* [Required task] Reproduce the stretch of the listing from the line containing "of the bronze" through the end of the listing, changing "bronze alloy wheel" to "chrome wheel" and leaving everything else as is.
---------------
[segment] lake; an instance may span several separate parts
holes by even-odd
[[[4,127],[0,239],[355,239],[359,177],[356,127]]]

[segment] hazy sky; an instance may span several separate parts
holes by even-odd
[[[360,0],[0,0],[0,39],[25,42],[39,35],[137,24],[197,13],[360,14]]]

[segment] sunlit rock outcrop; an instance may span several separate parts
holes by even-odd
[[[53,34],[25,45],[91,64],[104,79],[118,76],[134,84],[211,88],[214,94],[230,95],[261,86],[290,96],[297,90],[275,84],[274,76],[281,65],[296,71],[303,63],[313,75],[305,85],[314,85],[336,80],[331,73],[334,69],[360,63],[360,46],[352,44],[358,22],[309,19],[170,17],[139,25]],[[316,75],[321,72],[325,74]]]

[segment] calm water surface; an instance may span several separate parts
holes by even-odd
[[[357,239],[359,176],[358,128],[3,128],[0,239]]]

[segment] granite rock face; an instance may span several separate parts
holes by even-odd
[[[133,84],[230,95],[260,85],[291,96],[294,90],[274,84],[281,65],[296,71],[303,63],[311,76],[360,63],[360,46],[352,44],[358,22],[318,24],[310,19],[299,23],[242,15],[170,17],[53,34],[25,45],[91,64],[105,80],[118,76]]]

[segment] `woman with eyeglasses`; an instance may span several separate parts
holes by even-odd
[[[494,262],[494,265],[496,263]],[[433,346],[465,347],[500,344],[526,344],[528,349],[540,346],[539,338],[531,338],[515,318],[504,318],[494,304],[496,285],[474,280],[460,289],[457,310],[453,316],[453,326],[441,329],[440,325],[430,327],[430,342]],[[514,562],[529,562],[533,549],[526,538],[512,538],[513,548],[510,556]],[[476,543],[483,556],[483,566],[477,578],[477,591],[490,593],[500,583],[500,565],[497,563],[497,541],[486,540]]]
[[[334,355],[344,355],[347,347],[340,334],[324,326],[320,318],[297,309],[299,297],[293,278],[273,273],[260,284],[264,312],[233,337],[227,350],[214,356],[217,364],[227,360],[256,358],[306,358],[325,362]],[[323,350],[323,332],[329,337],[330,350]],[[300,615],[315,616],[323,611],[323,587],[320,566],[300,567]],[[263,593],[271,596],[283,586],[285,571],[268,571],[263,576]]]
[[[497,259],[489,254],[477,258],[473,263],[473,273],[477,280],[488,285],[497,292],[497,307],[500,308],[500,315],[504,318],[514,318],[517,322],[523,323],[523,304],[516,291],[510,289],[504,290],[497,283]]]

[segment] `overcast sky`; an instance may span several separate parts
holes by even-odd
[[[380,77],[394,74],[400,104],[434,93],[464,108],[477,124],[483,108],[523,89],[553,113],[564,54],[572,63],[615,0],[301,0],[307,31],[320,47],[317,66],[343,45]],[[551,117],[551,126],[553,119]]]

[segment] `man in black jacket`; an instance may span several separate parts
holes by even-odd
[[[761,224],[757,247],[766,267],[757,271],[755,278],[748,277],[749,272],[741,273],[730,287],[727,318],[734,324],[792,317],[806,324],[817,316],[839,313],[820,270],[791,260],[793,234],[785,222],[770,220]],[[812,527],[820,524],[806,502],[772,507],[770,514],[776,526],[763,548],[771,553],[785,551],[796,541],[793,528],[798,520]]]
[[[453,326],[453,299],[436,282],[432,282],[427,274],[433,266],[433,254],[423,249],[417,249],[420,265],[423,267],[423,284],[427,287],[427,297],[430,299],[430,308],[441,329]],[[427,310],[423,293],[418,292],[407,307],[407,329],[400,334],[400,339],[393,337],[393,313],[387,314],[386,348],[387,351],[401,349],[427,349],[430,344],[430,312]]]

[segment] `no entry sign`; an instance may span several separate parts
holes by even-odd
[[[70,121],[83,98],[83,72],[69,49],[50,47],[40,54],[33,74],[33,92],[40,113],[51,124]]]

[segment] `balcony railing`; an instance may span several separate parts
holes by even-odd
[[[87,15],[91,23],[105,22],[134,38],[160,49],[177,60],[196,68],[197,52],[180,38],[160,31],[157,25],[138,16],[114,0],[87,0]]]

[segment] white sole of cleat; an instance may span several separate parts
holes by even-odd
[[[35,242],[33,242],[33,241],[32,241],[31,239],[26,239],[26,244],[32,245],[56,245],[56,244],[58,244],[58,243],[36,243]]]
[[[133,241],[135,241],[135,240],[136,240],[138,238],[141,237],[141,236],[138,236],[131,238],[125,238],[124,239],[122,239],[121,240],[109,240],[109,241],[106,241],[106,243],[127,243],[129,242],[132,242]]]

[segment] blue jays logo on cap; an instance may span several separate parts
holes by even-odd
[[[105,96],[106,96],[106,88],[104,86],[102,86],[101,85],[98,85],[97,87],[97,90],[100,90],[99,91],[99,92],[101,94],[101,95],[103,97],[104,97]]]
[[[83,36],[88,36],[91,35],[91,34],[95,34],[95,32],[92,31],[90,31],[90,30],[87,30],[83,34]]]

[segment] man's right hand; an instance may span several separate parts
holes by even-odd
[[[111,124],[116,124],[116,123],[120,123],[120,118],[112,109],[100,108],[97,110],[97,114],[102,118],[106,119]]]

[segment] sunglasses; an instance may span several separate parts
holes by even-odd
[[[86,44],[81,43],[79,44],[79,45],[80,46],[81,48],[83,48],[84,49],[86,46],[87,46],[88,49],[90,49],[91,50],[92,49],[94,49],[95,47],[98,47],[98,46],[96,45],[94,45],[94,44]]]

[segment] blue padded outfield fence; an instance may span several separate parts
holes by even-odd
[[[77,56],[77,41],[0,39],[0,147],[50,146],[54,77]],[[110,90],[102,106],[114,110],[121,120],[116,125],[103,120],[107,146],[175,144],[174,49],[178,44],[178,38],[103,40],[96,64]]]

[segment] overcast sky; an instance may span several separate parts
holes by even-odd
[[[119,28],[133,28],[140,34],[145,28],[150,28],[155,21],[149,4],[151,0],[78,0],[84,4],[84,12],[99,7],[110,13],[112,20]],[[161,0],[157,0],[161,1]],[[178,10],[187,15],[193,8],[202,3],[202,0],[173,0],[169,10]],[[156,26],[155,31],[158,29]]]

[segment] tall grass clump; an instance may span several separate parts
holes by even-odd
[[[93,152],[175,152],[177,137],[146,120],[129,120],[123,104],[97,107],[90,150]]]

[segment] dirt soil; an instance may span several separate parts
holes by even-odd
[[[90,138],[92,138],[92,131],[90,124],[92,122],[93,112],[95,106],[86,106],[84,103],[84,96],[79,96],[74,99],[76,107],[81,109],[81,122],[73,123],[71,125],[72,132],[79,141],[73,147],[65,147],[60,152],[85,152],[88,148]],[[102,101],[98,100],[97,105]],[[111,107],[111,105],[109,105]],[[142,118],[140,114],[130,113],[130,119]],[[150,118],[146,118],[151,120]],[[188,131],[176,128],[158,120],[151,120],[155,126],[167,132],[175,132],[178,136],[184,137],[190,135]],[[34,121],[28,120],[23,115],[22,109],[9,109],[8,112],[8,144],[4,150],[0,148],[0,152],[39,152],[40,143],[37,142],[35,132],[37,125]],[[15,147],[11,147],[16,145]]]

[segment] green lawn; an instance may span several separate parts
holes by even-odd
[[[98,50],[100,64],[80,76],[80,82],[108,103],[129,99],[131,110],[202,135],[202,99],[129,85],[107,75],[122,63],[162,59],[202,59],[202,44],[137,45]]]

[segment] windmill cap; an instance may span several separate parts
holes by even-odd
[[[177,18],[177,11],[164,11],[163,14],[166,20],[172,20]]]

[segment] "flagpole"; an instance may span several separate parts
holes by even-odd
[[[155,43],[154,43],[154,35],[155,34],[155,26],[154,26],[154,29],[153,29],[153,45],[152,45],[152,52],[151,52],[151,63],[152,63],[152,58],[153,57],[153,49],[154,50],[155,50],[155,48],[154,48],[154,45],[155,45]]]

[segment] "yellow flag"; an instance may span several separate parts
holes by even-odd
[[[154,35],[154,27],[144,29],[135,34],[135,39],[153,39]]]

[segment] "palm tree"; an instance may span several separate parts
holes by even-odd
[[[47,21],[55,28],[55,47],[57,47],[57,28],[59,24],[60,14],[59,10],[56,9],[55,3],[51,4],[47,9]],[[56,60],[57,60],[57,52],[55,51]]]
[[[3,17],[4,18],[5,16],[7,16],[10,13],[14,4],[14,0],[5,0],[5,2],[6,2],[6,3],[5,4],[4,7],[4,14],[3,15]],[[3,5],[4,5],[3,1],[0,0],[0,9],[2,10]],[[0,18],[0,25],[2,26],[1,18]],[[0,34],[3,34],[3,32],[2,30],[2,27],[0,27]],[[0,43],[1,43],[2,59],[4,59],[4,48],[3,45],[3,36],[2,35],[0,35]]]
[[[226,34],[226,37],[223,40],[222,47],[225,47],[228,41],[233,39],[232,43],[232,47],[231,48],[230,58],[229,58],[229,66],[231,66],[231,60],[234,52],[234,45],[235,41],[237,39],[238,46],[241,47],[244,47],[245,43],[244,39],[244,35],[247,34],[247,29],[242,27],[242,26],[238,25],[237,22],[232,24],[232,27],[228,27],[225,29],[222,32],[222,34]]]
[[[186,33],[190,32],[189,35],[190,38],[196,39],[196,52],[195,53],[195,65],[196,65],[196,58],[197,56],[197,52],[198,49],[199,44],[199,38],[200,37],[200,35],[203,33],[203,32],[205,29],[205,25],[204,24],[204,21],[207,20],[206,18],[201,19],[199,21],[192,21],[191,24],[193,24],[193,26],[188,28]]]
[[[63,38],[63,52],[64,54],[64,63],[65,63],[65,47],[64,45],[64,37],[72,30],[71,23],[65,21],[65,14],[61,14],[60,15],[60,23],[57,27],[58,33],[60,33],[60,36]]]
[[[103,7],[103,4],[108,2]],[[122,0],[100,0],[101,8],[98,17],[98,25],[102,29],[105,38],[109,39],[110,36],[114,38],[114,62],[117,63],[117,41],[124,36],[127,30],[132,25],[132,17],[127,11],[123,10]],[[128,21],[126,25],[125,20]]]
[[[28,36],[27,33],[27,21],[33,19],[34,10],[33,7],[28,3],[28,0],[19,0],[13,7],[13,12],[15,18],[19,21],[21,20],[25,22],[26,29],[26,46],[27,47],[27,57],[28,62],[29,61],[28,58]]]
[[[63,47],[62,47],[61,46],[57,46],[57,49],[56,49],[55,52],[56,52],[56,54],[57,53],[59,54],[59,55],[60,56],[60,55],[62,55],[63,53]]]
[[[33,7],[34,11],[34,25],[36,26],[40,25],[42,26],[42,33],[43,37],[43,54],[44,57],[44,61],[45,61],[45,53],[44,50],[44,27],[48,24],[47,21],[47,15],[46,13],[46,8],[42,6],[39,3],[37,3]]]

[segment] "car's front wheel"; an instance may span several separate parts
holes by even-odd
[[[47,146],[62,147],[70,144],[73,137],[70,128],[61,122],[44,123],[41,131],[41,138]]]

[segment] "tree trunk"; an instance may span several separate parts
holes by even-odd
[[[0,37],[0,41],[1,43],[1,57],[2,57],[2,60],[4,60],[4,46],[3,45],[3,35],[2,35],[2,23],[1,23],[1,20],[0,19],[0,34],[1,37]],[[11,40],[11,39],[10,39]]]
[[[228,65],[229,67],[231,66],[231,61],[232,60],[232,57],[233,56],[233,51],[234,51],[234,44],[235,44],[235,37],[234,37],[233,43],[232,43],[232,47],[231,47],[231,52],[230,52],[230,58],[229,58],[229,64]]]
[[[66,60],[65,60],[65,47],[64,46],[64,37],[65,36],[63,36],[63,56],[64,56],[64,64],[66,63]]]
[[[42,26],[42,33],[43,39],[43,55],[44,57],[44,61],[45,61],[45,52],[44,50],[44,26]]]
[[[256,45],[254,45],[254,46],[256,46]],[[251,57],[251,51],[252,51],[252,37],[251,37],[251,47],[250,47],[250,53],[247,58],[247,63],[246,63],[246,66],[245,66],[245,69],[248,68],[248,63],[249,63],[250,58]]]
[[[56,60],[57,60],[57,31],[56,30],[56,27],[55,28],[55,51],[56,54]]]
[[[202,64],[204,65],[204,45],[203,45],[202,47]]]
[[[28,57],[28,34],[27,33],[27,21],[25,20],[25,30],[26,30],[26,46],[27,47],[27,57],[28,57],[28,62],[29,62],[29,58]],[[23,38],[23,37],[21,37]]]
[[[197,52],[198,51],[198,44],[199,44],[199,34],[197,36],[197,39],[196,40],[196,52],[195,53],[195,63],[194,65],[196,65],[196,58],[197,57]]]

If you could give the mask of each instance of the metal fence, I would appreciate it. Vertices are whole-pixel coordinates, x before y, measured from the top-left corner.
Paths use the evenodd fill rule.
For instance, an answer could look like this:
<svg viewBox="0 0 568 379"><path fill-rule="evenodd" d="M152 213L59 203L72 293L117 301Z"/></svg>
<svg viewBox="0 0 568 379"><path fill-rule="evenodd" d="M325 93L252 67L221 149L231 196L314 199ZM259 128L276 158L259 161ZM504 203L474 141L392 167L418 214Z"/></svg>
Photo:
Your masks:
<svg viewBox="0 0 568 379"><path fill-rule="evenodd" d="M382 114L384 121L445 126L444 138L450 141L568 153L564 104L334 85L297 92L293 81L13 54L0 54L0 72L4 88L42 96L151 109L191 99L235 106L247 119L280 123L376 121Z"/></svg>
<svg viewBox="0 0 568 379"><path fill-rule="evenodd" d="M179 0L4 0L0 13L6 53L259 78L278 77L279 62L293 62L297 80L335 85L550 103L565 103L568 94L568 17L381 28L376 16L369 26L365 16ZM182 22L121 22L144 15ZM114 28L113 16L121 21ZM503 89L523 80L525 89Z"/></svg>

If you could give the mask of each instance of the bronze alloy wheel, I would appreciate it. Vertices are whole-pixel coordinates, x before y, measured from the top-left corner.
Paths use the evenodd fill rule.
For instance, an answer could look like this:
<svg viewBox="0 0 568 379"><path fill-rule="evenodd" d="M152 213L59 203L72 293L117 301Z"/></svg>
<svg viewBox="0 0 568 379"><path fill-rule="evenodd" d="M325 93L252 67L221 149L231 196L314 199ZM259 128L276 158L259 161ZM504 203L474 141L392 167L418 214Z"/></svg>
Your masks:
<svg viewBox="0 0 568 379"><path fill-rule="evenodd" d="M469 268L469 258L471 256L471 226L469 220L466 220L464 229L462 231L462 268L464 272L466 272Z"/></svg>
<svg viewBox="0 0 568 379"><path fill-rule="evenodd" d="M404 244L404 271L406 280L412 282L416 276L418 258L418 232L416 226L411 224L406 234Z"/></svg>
---------------
* [The reply]
If you could give the mask of each instance of the chrome wheel, I would appreciate it. Vertices are whole-pixel coordinates, x before y, measured from the top-left corner.
Paths use the evenodd fill rule.
For instance, an answer could look like this:
<svg viewBox="0 0 568 379"><path fill-rule="evenodd" d="M152 213L59 203L72 293L117 301Z"/></svg>
<svg viewBox="0 0 568 379"><path fill-rule="evenodd" d="M325 93L252 67L221 149L231 196L314 199ZM259 128L276 158L259 161ZM504 203L474 141L392 167L418 214Z"/></svg>
Your masks:
<svg viewBox="0 0 568 379"><path fill-rule="evenodd" d="M469 268L469 258L471 256L471 226L469 220L466 220L464 229L462 231L462 268L464 272L466 272Z"/></svg>
<svg viewBox="0 0 568 379"><path fill-rule="evenodd" d="M404 244L404 271L406 280L412 282L416 276L418 258L418 232L416 226L411 224L406 234Z"/></svg>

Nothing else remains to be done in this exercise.